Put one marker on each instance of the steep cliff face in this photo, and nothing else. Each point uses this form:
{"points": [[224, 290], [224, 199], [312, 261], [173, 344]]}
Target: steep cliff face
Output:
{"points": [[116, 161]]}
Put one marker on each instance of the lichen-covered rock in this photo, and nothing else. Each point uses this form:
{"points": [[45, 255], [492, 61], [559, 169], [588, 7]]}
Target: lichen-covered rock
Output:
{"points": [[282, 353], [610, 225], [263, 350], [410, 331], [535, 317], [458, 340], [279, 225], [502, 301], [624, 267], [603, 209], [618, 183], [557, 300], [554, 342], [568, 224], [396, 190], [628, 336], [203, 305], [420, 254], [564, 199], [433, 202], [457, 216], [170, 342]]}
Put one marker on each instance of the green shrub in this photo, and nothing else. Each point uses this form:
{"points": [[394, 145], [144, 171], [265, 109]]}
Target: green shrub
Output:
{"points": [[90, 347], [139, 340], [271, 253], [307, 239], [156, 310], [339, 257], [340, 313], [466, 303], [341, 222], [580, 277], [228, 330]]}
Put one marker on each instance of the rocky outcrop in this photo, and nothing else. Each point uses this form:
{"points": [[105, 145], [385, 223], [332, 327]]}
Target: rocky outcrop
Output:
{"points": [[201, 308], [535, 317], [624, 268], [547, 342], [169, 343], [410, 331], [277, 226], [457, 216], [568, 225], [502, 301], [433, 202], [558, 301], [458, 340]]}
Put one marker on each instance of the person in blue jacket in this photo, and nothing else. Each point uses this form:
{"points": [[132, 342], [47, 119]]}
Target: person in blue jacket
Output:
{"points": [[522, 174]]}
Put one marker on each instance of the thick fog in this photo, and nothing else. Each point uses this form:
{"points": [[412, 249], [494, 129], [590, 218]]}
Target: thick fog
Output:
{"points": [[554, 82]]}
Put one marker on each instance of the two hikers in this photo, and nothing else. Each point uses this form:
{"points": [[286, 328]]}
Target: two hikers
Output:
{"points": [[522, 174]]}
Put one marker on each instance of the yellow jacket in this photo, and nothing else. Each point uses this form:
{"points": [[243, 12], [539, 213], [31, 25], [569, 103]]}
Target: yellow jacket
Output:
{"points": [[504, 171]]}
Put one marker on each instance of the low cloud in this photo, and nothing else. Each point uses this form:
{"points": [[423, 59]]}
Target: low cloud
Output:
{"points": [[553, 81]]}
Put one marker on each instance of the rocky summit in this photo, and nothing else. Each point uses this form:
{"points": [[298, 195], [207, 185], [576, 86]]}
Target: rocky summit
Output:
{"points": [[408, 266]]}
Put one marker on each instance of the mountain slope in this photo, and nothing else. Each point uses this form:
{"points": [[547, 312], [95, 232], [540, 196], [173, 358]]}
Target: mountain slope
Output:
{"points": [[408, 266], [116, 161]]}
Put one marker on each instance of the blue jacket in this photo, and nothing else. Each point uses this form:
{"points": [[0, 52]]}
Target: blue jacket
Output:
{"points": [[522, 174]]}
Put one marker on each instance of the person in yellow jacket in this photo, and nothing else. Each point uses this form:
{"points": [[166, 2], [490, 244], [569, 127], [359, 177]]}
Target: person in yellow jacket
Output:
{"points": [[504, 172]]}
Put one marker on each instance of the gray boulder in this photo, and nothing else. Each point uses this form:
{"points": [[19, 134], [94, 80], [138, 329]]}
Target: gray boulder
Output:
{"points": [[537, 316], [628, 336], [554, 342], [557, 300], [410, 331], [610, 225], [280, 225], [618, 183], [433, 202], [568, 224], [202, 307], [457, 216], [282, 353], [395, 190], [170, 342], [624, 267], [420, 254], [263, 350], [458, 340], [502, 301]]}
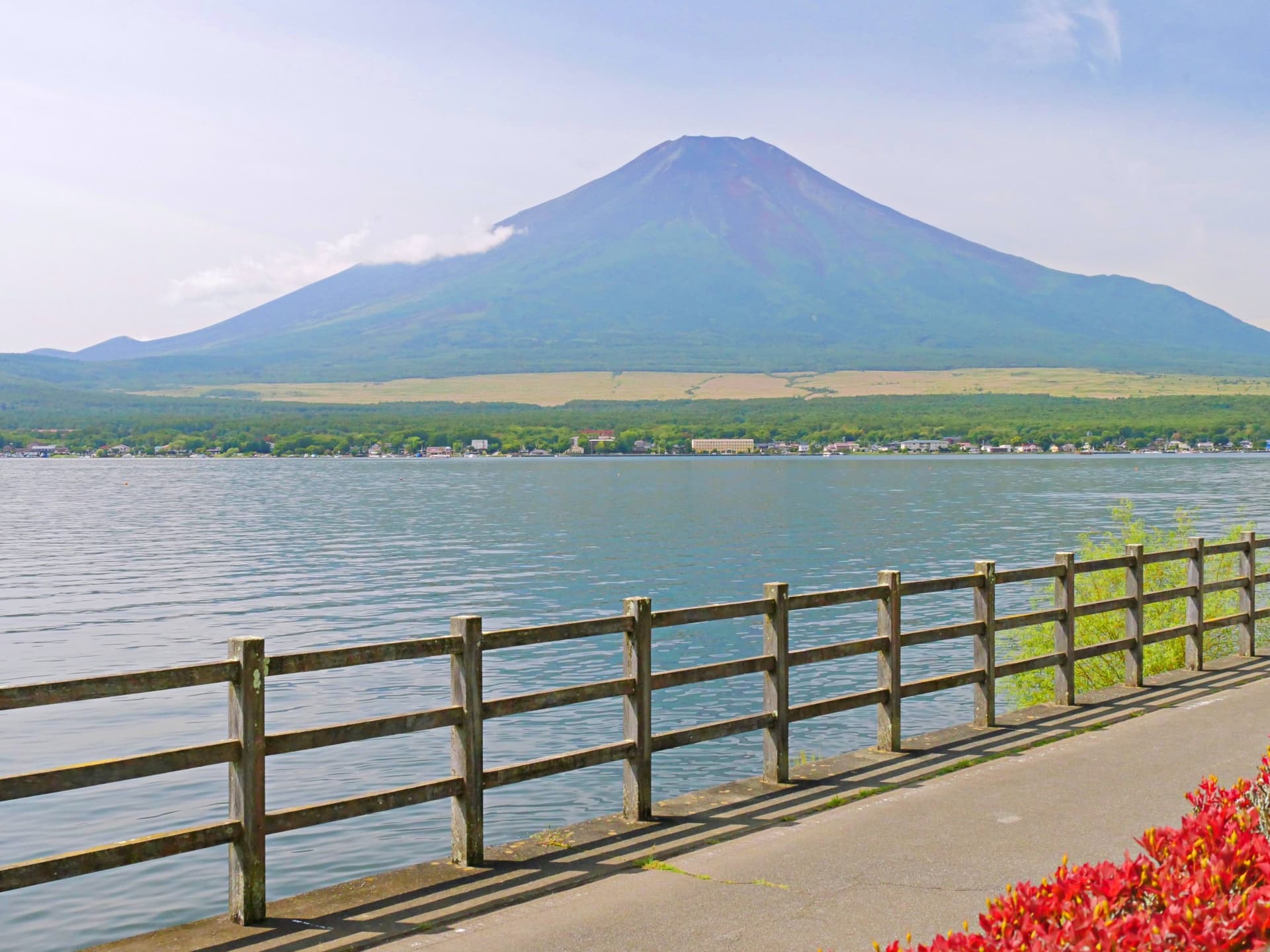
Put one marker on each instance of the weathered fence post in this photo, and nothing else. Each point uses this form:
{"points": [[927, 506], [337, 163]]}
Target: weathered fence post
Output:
---
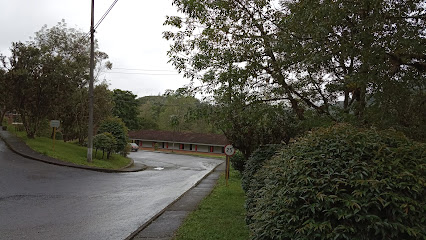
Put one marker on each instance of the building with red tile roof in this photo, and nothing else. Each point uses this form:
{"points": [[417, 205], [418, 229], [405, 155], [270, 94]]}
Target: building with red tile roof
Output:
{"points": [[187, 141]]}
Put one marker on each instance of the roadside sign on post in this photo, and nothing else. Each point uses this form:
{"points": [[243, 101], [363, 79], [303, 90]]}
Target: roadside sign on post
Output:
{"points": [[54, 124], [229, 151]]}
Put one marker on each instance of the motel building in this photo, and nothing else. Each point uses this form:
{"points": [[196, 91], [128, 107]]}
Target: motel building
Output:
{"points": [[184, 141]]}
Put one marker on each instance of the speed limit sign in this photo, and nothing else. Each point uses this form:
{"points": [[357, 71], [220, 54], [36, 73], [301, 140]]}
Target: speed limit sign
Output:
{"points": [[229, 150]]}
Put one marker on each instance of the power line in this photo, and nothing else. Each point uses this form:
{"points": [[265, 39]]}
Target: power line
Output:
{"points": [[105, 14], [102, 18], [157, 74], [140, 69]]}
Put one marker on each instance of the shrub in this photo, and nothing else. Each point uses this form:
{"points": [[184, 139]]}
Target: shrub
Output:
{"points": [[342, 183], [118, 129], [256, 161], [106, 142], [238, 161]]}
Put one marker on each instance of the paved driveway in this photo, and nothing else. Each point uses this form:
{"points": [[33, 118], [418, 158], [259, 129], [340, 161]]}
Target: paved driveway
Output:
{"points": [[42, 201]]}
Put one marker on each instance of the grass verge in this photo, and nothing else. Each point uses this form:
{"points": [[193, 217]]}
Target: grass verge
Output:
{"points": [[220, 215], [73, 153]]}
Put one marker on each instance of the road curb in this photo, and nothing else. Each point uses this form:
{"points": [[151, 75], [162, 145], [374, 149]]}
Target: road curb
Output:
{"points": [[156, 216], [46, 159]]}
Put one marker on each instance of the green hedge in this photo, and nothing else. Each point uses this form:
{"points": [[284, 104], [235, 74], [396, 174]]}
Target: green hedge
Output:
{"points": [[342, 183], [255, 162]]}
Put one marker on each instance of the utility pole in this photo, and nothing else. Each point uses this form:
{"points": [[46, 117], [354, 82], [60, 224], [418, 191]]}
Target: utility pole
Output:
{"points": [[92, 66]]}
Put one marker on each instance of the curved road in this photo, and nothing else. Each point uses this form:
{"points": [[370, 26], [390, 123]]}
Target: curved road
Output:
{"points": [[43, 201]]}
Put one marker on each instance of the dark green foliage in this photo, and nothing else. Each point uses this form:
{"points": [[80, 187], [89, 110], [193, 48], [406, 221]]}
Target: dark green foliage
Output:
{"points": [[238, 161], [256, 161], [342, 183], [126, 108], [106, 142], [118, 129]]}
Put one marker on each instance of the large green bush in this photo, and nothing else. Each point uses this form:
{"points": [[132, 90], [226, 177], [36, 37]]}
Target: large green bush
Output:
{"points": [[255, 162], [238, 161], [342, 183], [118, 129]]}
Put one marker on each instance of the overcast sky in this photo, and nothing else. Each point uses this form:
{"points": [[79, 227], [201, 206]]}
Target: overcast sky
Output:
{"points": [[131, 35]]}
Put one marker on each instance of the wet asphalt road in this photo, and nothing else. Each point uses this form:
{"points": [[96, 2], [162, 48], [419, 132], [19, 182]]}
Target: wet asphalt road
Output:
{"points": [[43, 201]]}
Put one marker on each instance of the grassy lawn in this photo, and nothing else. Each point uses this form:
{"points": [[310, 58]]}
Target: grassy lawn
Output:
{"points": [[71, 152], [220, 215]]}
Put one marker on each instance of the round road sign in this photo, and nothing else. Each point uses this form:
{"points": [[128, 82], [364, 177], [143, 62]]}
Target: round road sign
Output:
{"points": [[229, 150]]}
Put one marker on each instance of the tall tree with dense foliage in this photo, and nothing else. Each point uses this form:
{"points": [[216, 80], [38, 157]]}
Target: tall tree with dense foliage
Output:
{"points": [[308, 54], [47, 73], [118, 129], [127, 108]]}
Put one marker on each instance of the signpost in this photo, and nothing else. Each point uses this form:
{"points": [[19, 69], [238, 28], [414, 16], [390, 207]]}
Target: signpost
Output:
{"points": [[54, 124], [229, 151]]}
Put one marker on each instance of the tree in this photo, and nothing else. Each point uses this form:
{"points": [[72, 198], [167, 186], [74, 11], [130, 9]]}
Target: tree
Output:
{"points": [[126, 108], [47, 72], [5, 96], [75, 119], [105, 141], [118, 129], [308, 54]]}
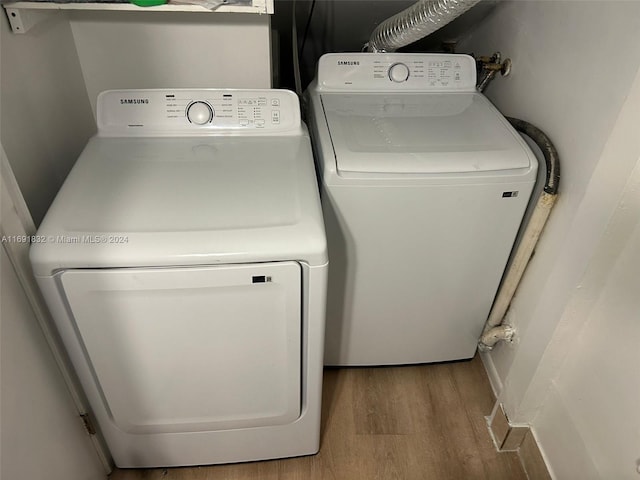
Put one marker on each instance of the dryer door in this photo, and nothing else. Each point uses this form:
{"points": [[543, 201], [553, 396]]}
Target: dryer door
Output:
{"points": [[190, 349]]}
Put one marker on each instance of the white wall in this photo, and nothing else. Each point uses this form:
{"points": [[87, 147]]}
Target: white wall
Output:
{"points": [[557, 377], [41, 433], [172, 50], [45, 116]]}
...
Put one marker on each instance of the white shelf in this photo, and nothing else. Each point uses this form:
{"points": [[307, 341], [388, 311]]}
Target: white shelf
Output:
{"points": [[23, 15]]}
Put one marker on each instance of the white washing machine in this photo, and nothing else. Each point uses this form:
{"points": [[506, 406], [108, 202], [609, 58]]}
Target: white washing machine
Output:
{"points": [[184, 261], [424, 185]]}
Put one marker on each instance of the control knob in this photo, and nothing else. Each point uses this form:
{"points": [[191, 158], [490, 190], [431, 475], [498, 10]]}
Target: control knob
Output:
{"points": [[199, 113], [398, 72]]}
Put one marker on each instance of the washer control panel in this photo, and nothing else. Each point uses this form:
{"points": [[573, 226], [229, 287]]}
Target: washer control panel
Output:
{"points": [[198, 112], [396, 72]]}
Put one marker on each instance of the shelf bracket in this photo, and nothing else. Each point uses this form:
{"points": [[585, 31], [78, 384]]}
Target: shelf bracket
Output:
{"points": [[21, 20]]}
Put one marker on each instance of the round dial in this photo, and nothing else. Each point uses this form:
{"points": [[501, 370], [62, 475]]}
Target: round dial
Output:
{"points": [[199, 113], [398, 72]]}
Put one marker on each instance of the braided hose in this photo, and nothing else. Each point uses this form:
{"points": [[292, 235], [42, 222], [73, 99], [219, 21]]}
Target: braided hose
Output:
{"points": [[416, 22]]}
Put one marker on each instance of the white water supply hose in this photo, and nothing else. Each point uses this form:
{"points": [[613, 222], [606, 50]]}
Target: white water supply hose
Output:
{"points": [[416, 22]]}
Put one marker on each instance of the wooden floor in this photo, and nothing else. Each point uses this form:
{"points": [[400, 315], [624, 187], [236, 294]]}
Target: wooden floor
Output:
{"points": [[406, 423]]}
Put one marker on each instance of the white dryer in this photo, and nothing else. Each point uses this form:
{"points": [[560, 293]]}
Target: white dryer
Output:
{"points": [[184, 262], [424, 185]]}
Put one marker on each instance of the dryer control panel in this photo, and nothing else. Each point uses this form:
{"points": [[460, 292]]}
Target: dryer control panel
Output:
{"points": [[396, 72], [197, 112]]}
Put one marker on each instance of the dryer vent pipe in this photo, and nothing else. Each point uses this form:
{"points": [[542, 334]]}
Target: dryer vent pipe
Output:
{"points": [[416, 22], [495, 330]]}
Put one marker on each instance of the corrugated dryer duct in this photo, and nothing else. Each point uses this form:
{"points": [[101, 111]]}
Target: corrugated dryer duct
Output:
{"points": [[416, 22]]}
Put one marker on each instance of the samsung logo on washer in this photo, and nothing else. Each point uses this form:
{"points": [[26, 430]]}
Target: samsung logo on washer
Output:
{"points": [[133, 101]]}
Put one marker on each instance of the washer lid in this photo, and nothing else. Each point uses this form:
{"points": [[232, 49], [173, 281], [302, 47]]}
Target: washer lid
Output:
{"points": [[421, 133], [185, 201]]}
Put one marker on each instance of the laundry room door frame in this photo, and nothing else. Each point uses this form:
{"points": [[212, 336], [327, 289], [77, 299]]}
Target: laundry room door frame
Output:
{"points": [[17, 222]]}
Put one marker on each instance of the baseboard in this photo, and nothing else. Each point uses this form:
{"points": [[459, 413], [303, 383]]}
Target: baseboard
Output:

Your objective: Report each line of the data that includes the string "with".

Written solution:
Put one marker on each instance of the building with red tile roof in this photo, and nothing else. Each point uses this form:
Target: building with red tile roof
Put one marker on each instance of the tall tree with dense foliage in this photo, and nothing else. Each point uses this form:
Target: tall tree with dense foliage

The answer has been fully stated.